Description of the task: Quote verbatim the lines below, beginning with the line that contains "Mark every instance of the bank" and continuing through the final line of the records, with both ends included.

╭─ Records supplied

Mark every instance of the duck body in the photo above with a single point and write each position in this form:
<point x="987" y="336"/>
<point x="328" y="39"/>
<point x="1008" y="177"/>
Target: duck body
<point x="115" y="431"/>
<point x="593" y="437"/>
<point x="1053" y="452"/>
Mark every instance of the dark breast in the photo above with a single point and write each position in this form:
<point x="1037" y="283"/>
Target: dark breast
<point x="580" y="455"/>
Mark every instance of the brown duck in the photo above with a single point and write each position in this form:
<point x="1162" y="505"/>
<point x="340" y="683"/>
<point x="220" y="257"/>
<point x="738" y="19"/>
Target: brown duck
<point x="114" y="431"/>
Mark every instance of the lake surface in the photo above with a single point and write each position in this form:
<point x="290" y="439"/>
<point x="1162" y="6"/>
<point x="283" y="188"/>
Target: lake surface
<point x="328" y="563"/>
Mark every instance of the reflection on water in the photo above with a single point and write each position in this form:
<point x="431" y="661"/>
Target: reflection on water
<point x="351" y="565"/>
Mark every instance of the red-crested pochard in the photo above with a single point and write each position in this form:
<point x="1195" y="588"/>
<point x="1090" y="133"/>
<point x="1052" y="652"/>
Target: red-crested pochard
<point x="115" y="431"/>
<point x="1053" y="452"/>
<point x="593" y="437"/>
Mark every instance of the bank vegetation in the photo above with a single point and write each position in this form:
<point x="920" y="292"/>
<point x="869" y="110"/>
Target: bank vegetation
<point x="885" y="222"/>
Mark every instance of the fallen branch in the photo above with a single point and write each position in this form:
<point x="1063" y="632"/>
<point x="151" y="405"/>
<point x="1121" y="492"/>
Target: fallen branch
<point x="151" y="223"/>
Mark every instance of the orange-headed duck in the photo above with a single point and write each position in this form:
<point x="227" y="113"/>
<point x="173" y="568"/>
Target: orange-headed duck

╰─

Exercise answer:
Mark every instance of the bank vegetation in the photo above with a single point and write each position in this form:
<point x="920" y="292"/>
<point x="869" y="110"/>
Target: bank vegetation
<point x="885" y="222"/>
Mark every instance of the fallen branch in the photo above with a single point and write each position in this form:
<point x="1063" y="632"/>
<point x="151" y="405"/>
<point x="1121" y="492"/>
Target: fallen branch
<point x="151" y="223"/>
Mark every instance of the orange-headed duck in the photo above with a single point and write each position in this form:
<point x="227" y="113"/>
<point x="173" y="568"/>
Target: orange-headed duck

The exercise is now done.